#### Document section ####

According to WWF, it takes 2,700 litres of water to make one cotton T-shirt, which is enough for one person to drink for 900 days and Australian’s alone are disposing of 6,000 kilograms of fashion and textile waste every 10 minutes.

Not to mention the ethical cost of fast fashion- the workers making the clothes and along the supply chain are often reported to be underpaid and in unsafe working conditions.

The solution?

STOP BUYING IT. In many cases, you can generally tell just by looking at a company’s website, cheap pricing, crazy discount offers, celebrity copy-catting, cheap material used and ‘sameness’ that it’s fast fashion. Do the research and If you’re still not sure, don’t buy it.

First and foremost before buying any new fashion items, seek alternatives (like buying vintage/second hand). Read more about alternatives to buying new here.

If buying new is a necessity, always opt for ethical, sustainable and carefully curated pieces.

What about any fast fashion pieces you already own?

Continue wearing them as much as possible! As stated by the Sustainable Fashion Forum, Fast fashion items are often poorly made with cheap fabric so it’s a given that they'll start to fall apart. When they do, a good rule of thumb is to re-purpose (e.g use for rags), reinvent (make a scrunchie, handbag or another garment out of it) or repair (sew it back together)!

#### Data rows ####

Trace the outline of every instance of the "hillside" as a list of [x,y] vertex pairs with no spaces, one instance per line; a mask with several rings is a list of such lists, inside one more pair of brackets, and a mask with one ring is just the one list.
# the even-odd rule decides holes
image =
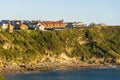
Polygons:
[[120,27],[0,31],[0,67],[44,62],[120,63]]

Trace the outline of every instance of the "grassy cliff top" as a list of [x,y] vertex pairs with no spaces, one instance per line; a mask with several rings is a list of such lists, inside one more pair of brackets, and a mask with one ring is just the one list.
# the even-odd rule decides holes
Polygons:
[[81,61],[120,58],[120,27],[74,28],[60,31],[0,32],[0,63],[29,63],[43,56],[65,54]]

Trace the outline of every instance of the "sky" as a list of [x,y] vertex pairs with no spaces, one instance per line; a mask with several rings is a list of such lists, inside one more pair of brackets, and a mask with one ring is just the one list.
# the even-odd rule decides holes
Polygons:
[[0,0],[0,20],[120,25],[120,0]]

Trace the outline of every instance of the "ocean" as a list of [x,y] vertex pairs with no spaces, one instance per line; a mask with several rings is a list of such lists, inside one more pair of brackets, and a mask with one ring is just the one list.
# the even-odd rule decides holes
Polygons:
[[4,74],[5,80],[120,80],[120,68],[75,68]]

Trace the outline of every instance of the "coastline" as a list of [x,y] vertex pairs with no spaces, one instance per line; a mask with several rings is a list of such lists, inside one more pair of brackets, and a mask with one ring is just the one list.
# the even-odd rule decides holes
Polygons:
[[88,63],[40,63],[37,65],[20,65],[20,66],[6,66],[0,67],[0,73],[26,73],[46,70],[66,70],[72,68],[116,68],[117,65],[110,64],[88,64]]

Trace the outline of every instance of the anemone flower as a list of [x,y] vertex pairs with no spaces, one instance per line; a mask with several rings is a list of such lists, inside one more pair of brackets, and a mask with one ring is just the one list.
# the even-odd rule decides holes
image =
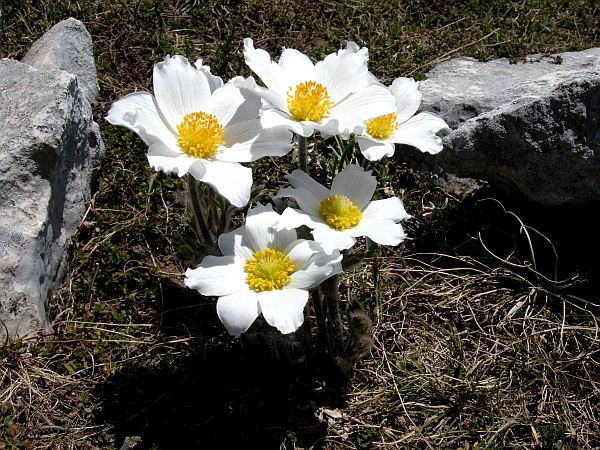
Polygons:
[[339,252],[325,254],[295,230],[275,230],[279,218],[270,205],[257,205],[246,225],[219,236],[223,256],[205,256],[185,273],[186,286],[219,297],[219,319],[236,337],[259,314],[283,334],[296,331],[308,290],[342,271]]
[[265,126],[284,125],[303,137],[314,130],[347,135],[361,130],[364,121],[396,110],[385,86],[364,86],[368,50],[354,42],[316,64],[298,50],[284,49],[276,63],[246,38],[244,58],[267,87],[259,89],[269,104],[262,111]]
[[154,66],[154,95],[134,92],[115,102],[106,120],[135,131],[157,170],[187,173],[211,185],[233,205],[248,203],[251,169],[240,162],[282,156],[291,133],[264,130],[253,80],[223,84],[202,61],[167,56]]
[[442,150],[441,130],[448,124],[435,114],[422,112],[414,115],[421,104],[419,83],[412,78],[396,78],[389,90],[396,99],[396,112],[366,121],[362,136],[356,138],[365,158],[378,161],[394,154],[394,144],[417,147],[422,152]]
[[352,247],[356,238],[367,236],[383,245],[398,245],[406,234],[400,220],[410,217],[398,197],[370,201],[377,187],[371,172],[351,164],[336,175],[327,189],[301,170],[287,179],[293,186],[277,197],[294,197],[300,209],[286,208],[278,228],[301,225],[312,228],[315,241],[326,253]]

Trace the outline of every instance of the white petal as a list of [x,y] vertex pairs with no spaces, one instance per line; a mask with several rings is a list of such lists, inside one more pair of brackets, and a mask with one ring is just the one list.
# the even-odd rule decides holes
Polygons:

####

◆ Problem details
Carry on the piece about fast fashion from its last sentence, keeping its tone and advice-giving style.

◆ Exercise response
So there you have fast fashion 101! From now on, if you see an item you like the look of, don't jump straight into buying it! Ask yourself first:

1. Do I love it + need it?

2. Can I find it/something similar second hand?

3. Will it serve the purpose I’m wanting it for?

4. Can I think of numerous occasions I’ll wear it?

5. Is it fast fashion OR is it ethical, sustainable and high quality?

6. Does it align with my values?

To stop fast fashion, we have to send a clear message to these companies that a change needs to be made within their system. That message is sent when we stop purchasing from them. And It starts with you. You’ve got this!